- **STATED TASK**
Recast the entire listing below as a Markdown table with the columns Row and Line, numbering each non-blank line in order and omitting blank lines. Leave the pictures out of your answer.

- **EXTRACTED ENTRIES**
----

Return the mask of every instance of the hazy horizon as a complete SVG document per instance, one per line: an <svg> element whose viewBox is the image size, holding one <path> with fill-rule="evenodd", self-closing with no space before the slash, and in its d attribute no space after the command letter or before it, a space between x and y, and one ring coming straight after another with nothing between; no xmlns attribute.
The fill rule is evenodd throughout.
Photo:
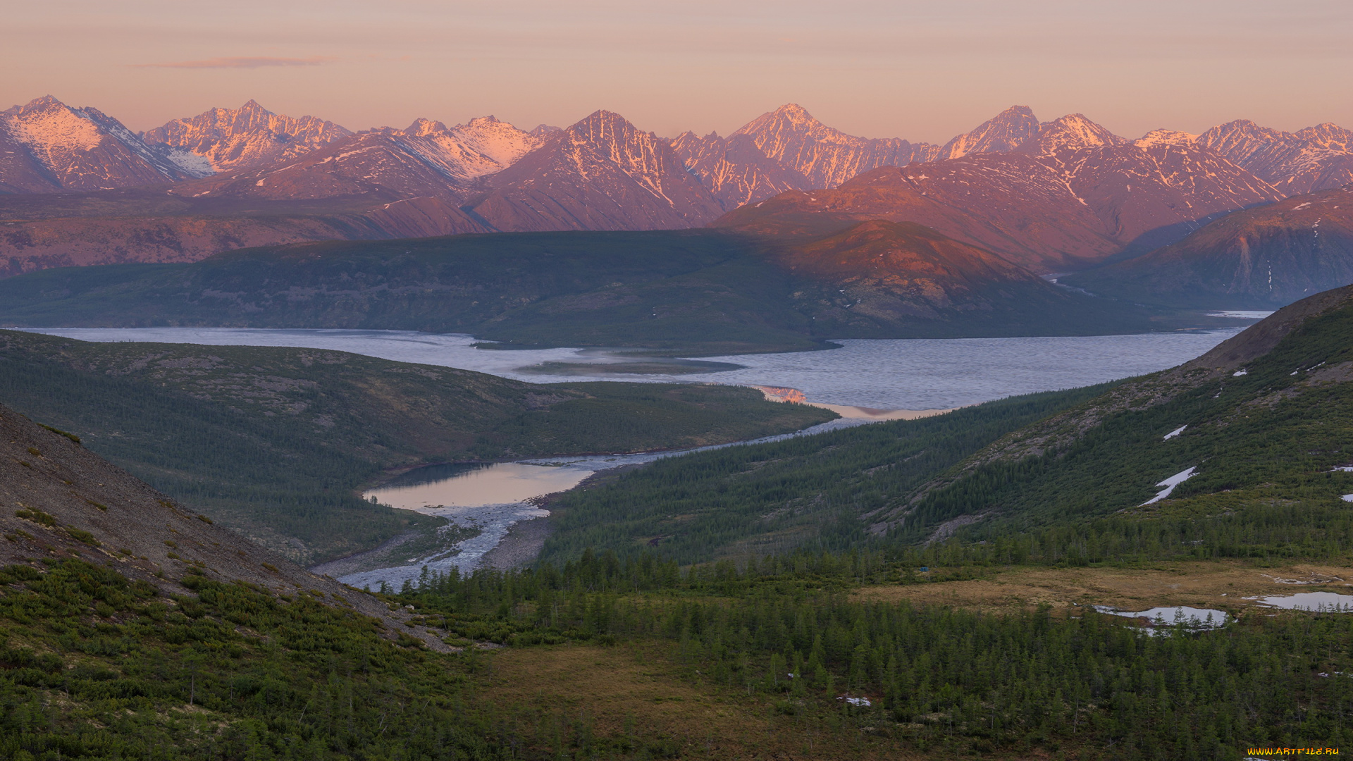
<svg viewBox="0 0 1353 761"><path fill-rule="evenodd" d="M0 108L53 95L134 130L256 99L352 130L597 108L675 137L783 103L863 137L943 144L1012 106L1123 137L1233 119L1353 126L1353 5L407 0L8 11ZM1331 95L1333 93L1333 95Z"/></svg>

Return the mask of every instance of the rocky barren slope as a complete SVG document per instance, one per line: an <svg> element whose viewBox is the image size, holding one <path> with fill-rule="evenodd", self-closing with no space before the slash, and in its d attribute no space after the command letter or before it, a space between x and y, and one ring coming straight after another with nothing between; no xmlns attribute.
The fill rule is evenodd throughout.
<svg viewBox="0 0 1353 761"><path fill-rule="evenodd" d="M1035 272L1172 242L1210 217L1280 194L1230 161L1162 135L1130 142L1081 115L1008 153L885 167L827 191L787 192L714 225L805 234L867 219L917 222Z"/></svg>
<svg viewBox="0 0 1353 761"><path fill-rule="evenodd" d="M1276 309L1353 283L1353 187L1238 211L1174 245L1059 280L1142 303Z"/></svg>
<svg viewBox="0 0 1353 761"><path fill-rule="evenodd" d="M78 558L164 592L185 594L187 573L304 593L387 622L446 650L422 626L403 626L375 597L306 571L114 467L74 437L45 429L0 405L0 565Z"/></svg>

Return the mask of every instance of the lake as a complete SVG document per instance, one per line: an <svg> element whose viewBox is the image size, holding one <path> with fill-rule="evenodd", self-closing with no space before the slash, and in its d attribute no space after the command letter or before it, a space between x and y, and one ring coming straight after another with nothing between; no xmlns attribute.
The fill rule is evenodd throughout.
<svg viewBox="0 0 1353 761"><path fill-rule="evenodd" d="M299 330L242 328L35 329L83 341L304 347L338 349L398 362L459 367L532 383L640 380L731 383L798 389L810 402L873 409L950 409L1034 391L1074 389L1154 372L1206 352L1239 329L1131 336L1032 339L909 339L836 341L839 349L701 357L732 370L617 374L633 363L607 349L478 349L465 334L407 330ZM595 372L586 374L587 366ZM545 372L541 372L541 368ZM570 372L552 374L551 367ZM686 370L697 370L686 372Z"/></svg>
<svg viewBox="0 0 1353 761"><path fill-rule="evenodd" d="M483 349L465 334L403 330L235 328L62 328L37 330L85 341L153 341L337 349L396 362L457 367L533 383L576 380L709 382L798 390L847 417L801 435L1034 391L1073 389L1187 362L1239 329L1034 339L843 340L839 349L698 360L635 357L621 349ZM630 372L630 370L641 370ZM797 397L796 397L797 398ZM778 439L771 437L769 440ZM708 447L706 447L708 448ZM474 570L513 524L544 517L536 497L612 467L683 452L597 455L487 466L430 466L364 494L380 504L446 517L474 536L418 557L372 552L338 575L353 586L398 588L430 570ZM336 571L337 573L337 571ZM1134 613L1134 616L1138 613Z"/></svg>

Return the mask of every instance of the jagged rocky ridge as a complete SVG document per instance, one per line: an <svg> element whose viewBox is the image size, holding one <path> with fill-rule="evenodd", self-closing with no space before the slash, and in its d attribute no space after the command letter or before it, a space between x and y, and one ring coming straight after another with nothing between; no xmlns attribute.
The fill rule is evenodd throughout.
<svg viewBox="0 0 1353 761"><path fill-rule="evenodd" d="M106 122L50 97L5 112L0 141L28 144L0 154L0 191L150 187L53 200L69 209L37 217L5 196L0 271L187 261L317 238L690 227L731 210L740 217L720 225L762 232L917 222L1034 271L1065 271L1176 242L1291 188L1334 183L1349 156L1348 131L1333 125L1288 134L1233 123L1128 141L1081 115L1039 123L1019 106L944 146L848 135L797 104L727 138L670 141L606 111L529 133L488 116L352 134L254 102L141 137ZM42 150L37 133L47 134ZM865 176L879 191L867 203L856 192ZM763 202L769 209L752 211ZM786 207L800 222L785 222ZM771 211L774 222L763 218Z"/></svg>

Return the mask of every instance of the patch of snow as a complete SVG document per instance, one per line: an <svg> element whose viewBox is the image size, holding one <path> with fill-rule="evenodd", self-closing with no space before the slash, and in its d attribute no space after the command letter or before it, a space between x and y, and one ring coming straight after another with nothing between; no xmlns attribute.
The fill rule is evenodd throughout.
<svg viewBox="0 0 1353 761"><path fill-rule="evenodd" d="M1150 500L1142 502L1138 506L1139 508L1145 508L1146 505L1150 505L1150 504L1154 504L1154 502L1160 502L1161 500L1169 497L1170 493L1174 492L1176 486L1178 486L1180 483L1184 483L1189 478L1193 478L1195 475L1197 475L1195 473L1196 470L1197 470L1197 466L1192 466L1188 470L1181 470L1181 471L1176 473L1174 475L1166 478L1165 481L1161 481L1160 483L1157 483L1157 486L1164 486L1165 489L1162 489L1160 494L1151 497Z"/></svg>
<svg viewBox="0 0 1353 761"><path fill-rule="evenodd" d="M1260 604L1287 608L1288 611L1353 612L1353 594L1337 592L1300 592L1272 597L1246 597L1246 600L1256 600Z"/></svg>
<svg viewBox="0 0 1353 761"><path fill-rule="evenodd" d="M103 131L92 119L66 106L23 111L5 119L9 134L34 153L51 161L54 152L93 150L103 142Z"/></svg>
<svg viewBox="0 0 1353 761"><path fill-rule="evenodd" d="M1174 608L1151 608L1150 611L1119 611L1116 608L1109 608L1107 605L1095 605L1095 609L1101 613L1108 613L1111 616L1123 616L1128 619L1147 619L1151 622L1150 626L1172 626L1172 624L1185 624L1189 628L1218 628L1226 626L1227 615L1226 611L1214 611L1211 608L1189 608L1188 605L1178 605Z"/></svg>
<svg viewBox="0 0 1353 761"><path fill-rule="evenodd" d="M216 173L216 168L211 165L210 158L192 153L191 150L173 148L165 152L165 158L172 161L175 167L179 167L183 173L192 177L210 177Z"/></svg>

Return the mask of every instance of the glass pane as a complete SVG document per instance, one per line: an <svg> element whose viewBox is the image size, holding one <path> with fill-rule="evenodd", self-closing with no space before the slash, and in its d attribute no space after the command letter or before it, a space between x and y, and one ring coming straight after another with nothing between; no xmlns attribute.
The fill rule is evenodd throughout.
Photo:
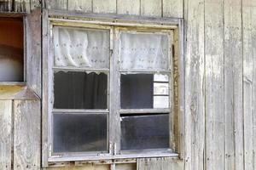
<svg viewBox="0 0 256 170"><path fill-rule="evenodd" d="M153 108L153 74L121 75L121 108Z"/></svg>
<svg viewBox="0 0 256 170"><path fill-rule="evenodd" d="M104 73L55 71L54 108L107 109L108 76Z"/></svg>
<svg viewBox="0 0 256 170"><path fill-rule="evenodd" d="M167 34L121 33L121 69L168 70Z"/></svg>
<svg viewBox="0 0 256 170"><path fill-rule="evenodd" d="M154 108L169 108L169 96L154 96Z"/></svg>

----

- **COMPLETE ANSWER**
| Row | Line |
|---|---|
| 1 | Return the mask of every instance of the hazy horizon as a complete SVG document per instance, one per line: an <svg> element whose viewBox is the image size, holding one <path> with fill-rule="evenodd", self-closing with no space before the slash, and in its d attribute no space after the command letter or before it, a space between x and y, and one ring coming straight after another with nothing between; no xmlns attribute. |
| 2 | The fill rule is evenodd throughout. |
| 3 | Photo: |
| 4 | <svg viewBox="0 0 1353 761"><path fill-rule="evenodd" d="M0 108L53 95L134 130L256 99L352 130L597 108L675 137L783 103L863 137L943 144L1012 106L1123 137L1233 119L1353 126L1353 5L407 0L8 11ZM1331 95L1333 93L1333 95Z"/></svg> |
| 5 | Return the mask of every instance of the rocky barren slope as a complete SVG document per instance, one per line: an <svg> element whose viewBox is the image size, holding one <path> with fill-rule="evenodd", self-closing with no space before the slash, and in its d attribute no space after the command letter or before it, a space between x and y, and one ring coming straight after another with nothing between; no xmlns attribute. |
| 6 | The fill rule is evenodd throughout. |
| 7 | <svg viewBox="0 0 1353 761"><path fill-rule="evenodd" d="M1035 272L1172 242L1210 217L1280 194L1230 161L1162 135L1130 142L1081 115L1008 153L885 167L827 191L787 192L714 225L805 234L867 219L917 222Z"/></svg> |
| 8 | <svg viewBox="0 0 1353 761"><path fill-rule="evenodd" d="M1276 309L1353 283L1353 187L1238 211L1174 245L1059 280L1142 303Z"/></svg> |
| 9 | <svg viewBox="0 0 1353 761"><path fill-rule="evenodd" d="M78 558L164 592L185 594L187 573L304 593L387 622L446 650L422 626L403 626L375 597L306 571L114 467L74 437L45 429L0 405L0 565Z"/></svg> |
| 10 | Return the mask of every instance of the lake as a complete SVG document per instance, one per line: an <svg> element whose viewBox is the image size, holding one <path> with fill-rule="evenodd", self-closing with no space before the slash, and in its d attribute no space after the command letter or before it, a space between x and y, and one ring coming straight after another with nothing between; no xmlns attribute. |
| 11 | The fill rule is evenodd throughout. |
| 12 | <svg viewBox="0 0 1353 761"><path fill-rule="evenodd" d="M299 330L242 328L35 329L83 341L304 347L338 349L398 362L459 367L532 383L640 380L731 383L798 389L810 402L873 409L950 409L1034 391L1074 389L1154 372L1206 352L1239 329L1131 336L1032 339L909 339L836 341L839 349L701 357L732 370L617 374L633 363L607 349L478 349L465 334L407 330ZM595 372L586 374L587 366ZM545 372L541 372L541 368ZM570 372L552 374L551 367ZM686 370L697 370L686 372Z"/></svg> |
| 13 | <svg viewBox="0 0 1353 761"><path fill-rule="evenodd" d="M483 349L465 334L403 330L235 328L62 328L37 330L85 341L153 341L337 349L396 362L457 367L533 383L576 380L709 382L798 390L847 417L801 435L1034 391L1073 389L1187 362L1239 329L1034 339L843 340L839 349L698 360L635 357L621 349ZM630 372L630 370L641 370ZM797 397L796 397L797 398ZM778 439L771 437L769 440ZM708 447L706 447L708 448ZM474 570L513 524L544 517L536 497L612 467L683 452L597 455L487 466L430 466L364 494L380 504L446 517L474 536L418 557L372 552L338 575L353 586L398 588L430 570ZM336 571L337 573L337 571ZM1134 613L1134 616L1138 613Z"/></svg> |
| 14 | Return the mask of every instance of the jagged rocky ridge as a complete SVG document per instance, one per line: an <svg> element whose viewBox is the image size, holding one <path> with fill-rule="evenodd", self-closing with no space before the slash, and in its d attribute no space after the command letter or before it, a space between x and y, and one ring coming straight after another with nothing between; no xmlns attribute. |
| 15 | The fill rule is evenodd throughout. |
| 16 | <svg viewBox="0 0 1353 761"><path fill-rule="evenodd" d="M106 122L50 97L5 112L0 141L28 144L0 154L0 191L150 187L53 200L69 209L37 217L5 196L0 271L187 261L317 238L690 227L731 210L740 217L720 225L762 232L917 222L1034 271L1065 271L1176 242L1291 188L1334 183L1349 156L1348 131L1333 125L1288 134L1233 123L1128 141L1081 115L1039 123L1019 106L944 146L848 135L797 104L727 138L670 141L606 111L529 133L488 116L352 134L254 102L141 137ZM42 150L37 133L47 134ZM865 176L879 191L867 203L856 192ZM763 202L769 209L752 211ZM786 207L800 222L785 222ZM771 211L774 222L763 218Z"/></svg> |
| 17 | Return the mask of every instance of the patch of snow as a complete SVG document per instance, one per line: an <svg> element whose viewBox is the image size, holding one <path> with fill-rule="evenodd", self-closing with no space before the slash, and in its d attribute no space after the command letter or before it, a space between x and y, and one ring coming straight after another with nothing between; no xmlns attribute. |
| 18 | The fill rule is evenodd throughout. |
| 19 | <svg viewBox="0 0 1353 761"><path fill-rule="evenodd" d="M1150 500L1142 502L1138 506L1139 508L1145 508L1146 505L1150 505L1150 504L1154 504L1154 502L1160 502L1161 500L1169 497L1170 493L1174 492L1176 486L1178 486L1180 483L1184 483L1189 478L1193 478L1195 475L1197 475L1195 473L1196 470L1197 470L1197 466L1192 466L1188 470L1181 470L1181 471L1176 473L1174 475L1166 478L1165 481L1161 481L1160 483L1157 483L1157 486L1164 486L1165 489L1162 489L1160 494L1151 497Z"/></svg> |
| 20 | <svg viewBox="0 0 1353 761"><path fill-rule="evenodd" d="M1260 604L1287 608L1288 611L1353 612L1353 594L1337 592L1300 592L1272 597L1246 597L1246 600L1256 600Z"/></svg> |
| 21 | <svg viewBox="0 0 1353 761"><path fill-rule="evenodd" d="M103 131L92 119L66 106L23 111L5 119L9 134L34 153L51 161L54 152L93 150L103 142Z"/></svg> |
| 22 | <svg viewBox="0 0 1353 761"><path fill-rule="evenodd" d="M1174 608L1151 608L1150 611L1119 611L1116 608L1109 608L1107 605L1095 605L1095 609L1101 613L1108 613L1111 616L1123 616L1128 619L1147 619L1151 622L1150 626L1172 626L1172 624L1185 624L1189 628L1218 628L1226 626L1227 615L1226 611L1214 611L1211 608L1189 608L1188 605L1178 605Z"/></svg> |
| 23 | <svg viewBox="0 0 1353 761"><path fill-rule="evenodd" d="M216 173L216 168L211 165L210 158L192 153L191 150L173 148L165 152L165 158L172 161L175 167L179 167L183 173L192 177L210 177Z"/></svg> |
| 24 | Return the mask of every instance of the glass pane as a complete SVG document per instance, one per line: an <svg> element whose viewBox is the image size, holding one <path> with fill-rule="evenodd", self-closing with no space before the slash, and in its d attribute no space after the command letter or before it, a space between x and y, and one ring coming straight after another with nothing between; no xmlns attribute. |
| 25 | The fill rule is evenodd throughout. |
| 26 | Photo: |
| 27 | <svg viewBox="0 0 256 170"><path fill-rule="evenodd" d="M153 108L153 74L121 75L121 108Z"/></svg> |
| 28 | <svg viewBox="0 0 256 170"><path fill-rule="evenodd" d="M104 73L55 71L54 108L107 109L108 76Z"/></svg> |
| 29 | <svg viewBox="0 0 256 170"><path fill-rule="evenodd" d="M167 34L121 33L121 69L168 70Z"/></svg> |
| 30 | <svg viewBox="0 0 256 170"><path fill-rule="evenodd" d="M154 108L169 108L169 96L154 96Z"/></svg> |